Apply what you read:
#1 From the parse2wig+ documentation excerpt, print the passage from "parse2wig+ utilizes three" up to and including "are considered mappable.", with no changes.
#2 Write what comes next in the parse2wig+ documentation on mappability and GC content, starting right after its last sentence.

Page excerpt:
+ + + +
2.5. Mappability information

parse2wig+ utilizes three types of genome mappability information. See the Appendix for details on generating the mappability files.

2.5.1. Mappable chromosome length

With the --mptable option, parse2wig+ considers the number of mappable bases as the genome/chromosome length.:

$ parse2wig+ -i ChIP.bam -o ChIP --gt genometable.txt --mptable mptable.txt

The mappability files for several species are available in the “data/mptable” directory. When --mptable is not supplied, all bases are considered mappable.

2.5.2. Base-pair level mappability

To precisely calculate the genome coverage and/or GC content distribution in base-pair resolution, add the --mpdir option as follows:

$ parse2wig+ -i ChIP.bam -o ChIP --gt genometable.txt --mpdir <mpdir>

where <mpdir> indicates the directory that contains the gzipped binary mappability files (map_chr*_binary.txt.gz). The mappability files for several species are available on our Google Drive account.

2.5.3. Bin-level mappability

When adding the --mpdir option, parse2wig+ automatically generates the bin-level mappability files (map_chr*.<binsize>.wig.gz). These files are used to normalize the wig data based on the mappability. The bins with mappability lower than the threshold (--mpthre option, < 0.3 by default) are excluded from the mappability normalization (and GC normalization).

2.6. GC content estimation

parse2wig+ can estimate and normalize the GC content of the mapped reads as follows:

$ parse2wig+ -i ChIP.bam -o ChIP --gt genometable.txt \
  --chrdir <chromosomedir>

where the --chrdir option indicates the directory of the reference chromosome FASTA files. <chromosomedir> is the directory containing the FASTA files of all chromosomes described in genometable.txt with corresponding filenames. For example, if chr1 is in genometable.txt, chr1.fa should be in <chromosomedir>. parse2wig+ uses the longest chromosome described in mptable.txt or genometable.txt for the GC content estimation.

In GC content estimation, parse2wig+ considers 120 bp except for 5 bases of 5΄ edge (i.e., from 6 bp to 125 bp for each fragment) because the 5΄ edge often contains a biased GC distribution. Use --flen4gc to change the length to be considered.
+ + + +
Dataset records:
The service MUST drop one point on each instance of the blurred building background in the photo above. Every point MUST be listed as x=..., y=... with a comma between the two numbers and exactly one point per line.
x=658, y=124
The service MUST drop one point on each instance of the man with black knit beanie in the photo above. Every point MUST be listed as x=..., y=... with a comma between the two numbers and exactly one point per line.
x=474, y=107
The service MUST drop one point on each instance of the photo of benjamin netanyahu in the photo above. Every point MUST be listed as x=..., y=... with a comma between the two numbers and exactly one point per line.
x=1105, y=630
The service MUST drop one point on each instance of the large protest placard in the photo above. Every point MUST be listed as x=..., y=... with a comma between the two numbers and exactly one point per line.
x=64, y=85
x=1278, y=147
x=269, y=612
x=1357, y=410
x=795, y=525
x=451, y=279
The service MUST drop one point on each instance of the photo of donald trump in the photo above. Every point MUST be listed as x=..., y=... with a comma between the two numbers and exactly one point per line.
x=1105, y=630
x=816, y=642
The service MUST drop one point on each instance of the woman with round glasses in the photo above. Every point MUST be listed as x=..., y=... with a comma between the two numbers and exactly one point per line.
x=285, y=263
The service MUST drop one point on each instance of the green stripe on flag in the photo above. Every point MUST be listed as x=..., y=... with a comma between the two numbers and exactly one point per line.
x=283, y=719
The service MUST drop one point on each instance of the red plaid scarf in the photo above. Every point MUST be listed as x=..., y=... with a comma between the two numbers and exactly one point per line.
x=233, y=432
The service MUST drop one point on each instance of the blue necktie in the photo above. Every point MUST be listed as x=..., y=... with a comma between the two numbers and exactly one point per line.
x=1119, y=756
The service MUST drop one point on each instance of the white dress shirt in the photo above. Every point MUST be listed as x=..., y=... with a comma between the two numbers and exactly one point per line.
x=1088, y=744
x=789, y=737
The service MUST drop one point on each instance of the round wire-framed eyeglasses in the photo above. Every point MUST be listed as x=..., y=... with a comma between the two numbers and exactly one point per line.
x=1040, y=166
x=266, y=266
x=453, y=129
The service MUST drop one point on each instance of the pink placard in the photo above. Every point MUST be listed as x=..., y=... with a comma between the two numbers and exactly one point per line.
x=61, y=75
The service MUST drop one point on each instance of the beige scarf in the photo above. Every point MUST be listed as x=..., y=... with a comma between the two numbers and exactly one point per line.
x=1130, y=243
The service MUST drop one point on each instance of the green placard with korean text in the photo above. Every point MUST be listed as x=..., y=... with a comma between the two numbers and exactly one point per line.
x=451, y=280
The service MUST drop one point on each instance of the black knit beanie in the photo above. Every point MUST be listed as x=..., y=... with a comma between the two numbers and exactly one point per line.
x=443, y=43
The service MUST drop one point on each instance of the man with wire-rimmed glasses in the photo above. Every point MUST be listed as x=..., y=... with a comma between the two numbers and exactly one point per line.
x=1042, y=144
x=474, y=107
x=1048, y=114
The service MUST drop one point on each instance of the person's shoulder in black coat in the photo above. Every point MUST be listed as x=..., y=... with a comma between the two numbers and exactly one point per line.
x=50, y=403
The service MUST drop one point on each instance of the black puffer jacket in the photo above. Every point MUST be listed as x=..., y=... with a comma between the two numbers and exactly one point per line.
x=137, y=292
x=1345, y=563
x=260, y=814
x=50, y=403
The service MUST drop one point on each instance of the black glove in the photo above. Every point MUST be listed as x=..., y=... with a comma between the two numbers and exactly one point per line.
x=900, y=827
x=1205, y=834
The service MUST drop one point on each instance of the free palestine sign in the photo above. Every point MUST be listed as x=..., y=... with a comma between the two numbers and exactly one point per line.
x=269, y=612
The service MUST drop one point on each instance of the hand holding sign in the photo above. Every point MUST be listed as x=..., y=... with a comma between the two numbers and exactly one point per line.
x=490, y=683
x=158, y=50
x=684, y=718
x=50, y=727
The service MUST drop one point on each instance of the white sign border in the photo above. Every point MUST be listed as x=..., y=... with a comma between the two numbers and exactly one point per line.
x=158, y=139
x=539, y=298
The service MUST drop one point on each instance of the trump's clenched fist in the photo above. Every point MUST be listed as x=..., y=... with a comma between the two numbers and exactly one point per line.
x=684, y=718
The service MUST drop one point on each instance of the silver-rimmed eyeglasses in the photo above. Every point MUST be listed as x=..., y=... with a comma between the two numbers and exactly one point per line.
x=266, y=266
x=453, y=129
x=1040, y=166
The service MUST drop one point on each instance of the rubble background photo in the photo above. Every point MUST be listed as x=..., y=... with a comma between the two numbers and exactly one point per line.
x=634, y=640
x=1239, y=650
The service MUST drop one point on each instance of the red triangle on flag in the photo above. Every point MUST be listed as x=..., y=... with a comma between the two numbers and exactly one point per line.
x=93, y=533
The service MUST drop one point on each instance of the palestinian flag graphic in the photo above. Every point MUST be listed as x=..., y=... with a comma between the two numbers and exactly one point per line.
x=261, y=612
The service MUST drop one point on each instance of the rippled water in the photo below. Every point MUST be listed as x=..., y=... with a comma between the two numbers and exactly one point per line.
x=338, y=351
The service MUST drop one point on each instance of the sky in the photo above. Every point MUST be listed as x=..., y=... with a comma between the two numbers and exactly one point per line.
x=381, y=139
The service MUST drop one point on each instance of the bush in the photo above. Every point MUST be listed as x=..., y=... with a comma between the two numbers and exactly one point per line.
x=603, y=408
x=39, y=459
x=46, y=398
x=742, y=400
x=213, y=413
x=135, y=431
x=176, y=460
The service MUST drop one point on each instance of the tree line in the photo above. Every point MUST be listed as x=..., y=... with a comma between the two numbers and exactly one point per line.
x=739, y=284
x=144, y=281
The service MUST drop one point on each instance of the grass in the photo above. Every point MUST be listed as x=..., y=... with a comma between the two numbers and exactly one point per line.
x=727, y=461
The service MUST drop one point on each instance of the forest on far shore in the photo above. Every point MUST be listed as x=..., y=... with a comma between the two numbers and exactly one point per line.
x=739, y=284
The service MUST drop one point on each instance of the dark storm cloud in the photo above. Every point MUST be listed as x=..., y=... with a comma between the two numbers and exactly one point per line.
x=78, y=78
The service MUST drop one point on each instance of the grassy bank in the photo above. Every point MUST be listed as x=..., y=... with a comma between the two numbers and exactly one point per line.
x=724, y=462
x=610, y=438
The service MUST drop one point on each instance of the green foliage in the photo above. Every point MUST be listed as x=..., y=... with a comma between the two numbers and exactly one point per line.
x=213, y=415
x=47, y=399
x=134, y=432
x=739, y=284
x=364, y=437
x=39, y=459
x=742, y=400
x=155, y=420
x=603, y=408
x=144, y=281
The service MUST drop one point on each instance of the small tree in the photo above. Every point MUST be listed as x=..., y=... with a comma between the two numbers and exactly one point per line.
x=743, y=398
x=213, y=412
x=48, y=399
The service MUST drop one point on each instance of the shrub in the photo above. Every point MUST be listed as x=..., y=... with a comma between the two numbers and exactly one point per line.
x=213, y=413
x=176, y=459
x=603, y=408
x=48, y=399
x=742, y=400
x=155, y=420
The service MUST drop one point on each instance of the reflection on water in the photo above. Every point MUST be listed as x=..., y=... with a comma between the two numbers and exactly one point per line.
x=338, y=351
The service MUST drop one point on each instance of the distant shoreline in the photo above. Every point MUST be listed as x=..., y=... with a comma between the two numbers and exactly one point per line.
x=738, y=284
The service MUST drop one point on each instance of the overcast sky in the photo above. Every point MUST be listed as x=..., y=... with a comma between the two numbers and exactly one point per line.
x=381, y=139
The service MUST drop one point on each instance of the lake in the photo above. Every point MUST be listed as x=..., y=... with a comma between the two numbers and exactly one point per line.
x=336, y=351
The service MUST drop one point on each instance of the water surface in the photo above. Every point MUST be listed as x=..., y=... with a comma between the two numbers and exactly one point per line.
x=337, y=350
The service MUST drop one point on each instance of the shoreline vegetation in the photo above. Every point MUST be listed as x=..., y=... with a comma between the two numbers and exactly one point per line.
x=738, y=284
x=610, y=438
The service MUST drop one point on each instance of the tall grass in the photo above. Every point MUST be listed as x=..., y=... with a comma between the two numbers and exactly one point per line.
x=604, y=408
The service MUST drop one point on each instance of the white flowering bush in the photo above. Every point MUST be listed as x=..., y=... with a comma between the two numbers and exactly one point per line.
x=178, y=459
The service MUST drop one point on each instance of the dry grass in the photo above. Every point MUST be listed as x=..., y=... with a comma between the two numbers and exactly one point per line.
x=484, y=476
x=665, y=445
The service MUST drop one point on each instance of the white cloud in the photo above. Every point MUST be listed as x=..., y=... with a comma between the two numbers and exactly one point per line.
+ + + +
Answer list:
#1
parse2wig+ utilizes three types of genome mappability information. See the Appendix for details on generating the mappability files.

2.5.1. Mappable chromosome length

With the --mptable option, parse2wig+ considers the number of mappable bases as the genome/chromosome length.:

$ parse2wig+ -i ChIP.bam -o ChIP --gt genometable.txt --mptable mptable.txt

The mappability files for several species are available in the “data/mptable” directory. When --mptable is not supplied, all bases are considered mappable.

#2
2.6.1. GC stats file

The abovementioned command outputs the GC distribution file “ChIP.GCdist.tsv” in the output directory (parse2wig+dir). Using this GC distribution file, the user can draw the GC contents/weight distribution of the input file and the genome sequence, as shown in Fig. 2.1.

Alternate

Fig. 2.1 The GC percentage as a function of the proportion and scaling weight.

The contents are the following:

  • GC: the GC content;

  • genome prop: the proportion of the mappable bases containing the GC contents. Then, \(prop^{genome}_{GC} = n^{genome}_{GC}/G\), where \(n^{genome}_{GC}\) is the number of positions containing the GC contents and \(G\) is the total number of mappable bases;

  • read prop: the proportion of the reads (fragments) containing the GC contents. Then \(prop^{reads}_{GC} = n^{reads}_{GC}/N\), where \(n^{reads}_{GC}\) is the number of reads containing the GC contents and \(N\) is the total number of mapped reads;

  • depth: the ratio of the GC contents between reads and genome sequence; namely, \(depth_{GC} = n^{reads}_{GC}/n^{genome}_{GC}\);

  • Scaling weight: the ratio of the proportion between reads and genome sequence; namely, \(weight = prop^{genome}_{GC}/prop^{reads}_{GC}\);

    • Note: because the weight estimated from very low \(depth_{GC}\) causes false-positive peaks, by default parse2wig+ sets a weight of 1 to the GC content with \(depth_{GC}\) less than 0.001 and a weight of 0 to the GC content with \(prop^{genome}_{GC}\) less than 0.00001. The former threshold is ignored when adding the --gcdepthoff option.

The summit of the GC content distribution for reads (orange line, GC% = 61 in Fig. 2.1) is important for assessing the GC bias. This score is also outputted in the stats file (e.g., H3K4me3.100.tsv).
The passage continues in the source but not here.